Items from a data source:
────────

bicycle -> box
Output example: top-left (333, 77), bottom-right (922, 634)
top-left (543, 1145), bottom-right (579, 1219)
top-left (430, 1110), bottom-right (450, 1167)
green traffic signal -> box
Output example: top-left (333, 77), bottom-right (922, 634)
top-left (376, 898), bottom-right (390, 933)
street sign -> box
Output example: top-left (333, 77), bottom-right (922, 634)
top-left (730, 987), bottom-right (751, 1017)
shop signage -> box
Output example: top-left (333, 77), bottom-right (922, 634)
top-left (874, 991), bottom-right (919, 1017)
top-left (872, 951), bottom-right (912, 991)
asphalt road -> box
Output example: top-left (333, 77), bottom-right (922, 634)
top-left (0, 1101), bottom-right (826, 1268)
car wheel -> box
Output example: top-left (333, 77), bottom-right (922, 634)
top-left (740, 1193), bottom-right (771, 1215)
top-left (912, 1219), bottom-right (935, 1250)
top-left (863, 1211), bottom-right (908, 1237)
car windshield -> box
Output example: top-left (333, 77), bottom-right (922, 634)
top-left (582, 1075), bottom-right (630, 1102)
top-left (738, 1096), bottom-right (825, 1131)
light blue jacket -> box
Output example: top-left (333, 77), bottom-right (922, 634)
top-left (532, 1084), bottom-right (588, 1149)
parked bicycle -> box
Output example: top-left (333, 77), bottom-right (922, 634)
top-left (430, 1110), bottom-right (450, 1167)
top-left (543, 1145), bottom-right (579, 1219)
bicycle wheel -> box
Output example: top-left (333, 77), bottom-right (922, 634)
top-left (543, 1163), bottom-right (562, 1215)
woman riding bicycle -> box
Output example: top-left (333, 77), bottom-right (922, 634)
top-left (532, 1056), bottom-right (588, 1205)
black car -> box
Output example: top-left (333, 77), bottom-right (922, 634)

────────

> What is being asked:
Edit the items from the line containing "bicycle wheel -> box" down to the last one, changing "black" to "gray" and leaving everything else as it is.

> Output of the exercise:
bicycle wheel -> box
Output example: top-left (333, 77), bottom-right (922, 634)
top-left (543, 1163), bottom-right (562, 1215)
woman riding bicycle -> box
Output example: top-left (333, 77), bottom-right (922, 634)
top-left (532, 1056), bottom-right (588, 1205)
gray car -> box
Output example: top-left (333, 77), bottom-right (922, 634)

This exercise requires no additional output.